START SOURCE DOCUMENT

I drive a gas-guzzling SUV. I suppose if Al Gore were to measure my carbon footprint, I'd become a whole segment for his next movie. As it is, I'm afraid I'll soon be required to submit to the new Cap-and-Trade program before they'll allow me to keep driving it.
For my confession is to be complete, I need to let you know that I have gone deeper in enviro sin than you may have imagined from the paragraph above. You see, the SUV I drive is not even a modern one with gobs of government-mandated pollution controls stuck all over it. The awful truth--and I can't hide the fact--is that it has no pollution controls on it whatsoever (There--I've said it). That's because it's a 1968 Chevy Suburban. The good ol' 3-door model. This thing has enough metal in it to make half-a-dozen Honda Civics. It gets about nine miles to a gallon. In a few years, when New York is fourteen feet under water, I know that I will personally be responsible for an inch or two of it.

END SOURCE DOCUMENT
START SOURCE DATA

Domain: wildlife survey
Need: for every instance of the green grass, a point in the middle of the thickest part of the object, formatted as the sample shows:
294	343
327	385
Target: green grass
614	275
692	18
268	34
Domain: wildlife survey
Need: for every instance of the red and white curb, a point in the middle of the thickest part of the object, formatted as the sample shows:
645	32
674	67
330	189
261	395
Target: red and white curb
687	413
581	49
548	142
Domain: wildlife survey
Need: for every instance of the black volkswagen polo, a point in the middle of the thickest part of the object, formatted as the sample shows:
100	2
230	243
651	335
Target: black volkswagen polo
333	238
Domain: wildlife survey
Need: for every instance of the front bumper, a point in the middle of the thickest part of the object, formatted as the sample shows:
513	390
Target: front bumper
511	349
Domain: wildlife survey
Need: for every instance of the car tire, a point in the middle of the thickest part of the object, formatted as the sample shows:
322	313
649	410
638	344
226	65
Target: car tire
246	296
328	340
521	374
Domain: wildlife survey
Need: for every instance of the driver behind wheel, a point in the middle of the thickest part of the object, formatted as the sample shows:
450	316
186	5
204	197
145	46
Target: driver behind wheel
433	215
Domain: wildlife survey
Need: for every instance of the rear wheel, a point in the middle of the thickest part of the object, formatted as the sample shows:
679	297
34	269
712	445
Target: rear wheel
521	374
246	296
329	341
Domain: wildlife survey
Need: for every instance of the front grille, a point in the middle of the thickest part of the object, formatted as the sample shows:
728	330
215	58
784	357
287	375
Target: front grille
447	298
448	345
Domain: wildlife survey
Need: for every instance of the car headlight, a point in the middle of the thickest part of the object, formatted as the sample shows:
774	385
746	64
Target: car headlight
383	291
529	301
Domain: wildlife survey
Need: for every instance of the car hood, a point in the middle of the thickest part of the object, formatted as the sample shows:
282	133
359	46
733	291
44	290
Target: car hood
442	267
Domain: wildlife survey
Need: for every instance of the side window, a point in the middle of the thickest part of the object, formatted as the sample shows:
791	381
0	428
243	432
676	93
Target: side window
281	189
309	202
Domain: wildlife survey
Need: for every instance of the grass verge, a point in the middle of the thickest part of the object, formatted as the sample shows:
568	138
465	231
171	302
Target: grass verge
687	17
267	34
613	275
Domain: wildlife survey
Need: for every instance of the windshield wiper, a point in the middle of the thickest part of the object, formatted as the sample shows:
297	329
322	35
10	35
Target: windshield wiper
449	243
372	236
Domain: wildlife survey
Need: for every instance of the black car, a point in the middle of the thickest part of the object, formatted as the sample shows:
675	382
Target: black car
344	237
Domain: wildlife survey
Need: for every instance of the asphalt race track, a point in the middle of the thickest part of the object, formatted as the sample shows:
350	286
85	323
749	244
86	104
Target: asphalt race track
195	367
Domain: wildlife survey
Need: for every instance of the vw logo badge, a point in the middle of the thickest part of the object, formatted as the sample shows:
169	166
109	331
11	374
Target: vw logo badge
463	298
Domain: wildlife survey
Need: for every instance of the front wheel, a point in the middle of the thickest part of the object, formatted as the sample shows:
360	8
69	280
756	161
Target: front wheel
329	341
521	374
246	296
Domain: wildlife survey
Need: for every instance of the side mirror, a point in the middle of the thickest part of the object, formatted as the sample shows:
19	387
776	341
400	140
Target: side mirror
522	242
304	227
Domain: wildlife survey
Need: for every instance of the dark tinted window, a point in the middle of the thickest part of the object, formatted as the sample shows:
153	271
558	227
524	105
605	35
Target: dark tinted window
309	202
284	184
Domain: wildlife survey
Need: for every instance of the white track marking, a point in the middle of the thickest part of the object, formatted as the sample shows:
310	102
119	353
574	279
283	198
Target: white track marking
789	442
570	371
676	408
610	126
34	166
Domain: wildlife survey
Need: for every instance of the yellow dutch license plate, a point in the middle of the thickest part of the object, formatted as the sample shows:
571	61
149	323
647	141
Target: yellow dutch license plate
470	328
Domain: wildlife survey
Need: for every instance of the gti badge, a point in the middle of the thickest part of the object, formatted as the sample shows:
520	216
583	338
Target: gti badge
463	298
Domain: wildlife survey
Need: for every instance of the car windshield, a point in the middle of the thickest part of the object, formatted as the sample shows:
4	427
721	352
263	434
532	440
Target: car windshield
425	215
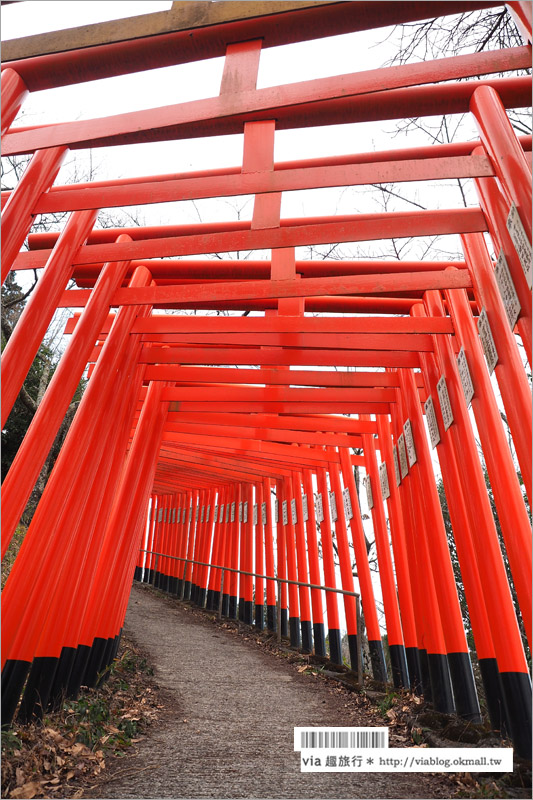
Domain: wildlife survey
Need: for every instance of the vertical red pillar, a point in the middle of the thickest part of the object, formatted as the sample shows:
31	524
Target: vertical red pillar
499	604
266	513
388	589
509	369
334	633
309	516
390	494
345	562
259	611
303	591
375	645
462	676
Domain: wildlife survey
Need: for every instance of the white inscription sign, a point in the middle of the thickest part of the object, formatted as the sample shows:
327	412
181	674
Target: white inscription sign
384	481
485	334
347	503
319	508
396	465
409	442
445	405
507	290
464	374
333	506
368	487
520	241
404	469
431	417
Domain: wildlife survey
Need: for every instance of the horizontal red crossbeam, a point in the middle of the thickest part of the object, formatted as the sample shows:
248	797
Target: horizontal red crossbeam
271	377
177	324
419	342
283	422
227	112
311	358
202	38
161	296
356	228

END SOURCE DATA

## TASK REQUIREMENTS
1. Reproduce word for word the part of the SUV confession above starting with "For my confession" and going on through "or two of it.".
2. According to the SUV confession, about how many miles to a gallon does the vehicle get?

## SOLUTIONS TO THE PROBLEMS
1.
For my confession is to be complete, I need to let you know that I have gone deeper in enviro sin than you may have imagined from the paragraph above. You see, the SUV I drive is not even a modern one with gobs of government-mandated pollution controls stuck all over it. The awful truth--and I can't hide the fact--is that it has no pollution controls on it whatsoever (There--I've said it). That's because it's a 1968 Chevy Suburban. The good ol' 3-door model. This thing has enough metal in it to make half-a-dozen Honda Civics. It gets about nine miles to a gallon. In a few years, when New York is fourteen feet under water, I know that I will personally be responsible for an inch or two of it.

2. About nine miles to a gallon.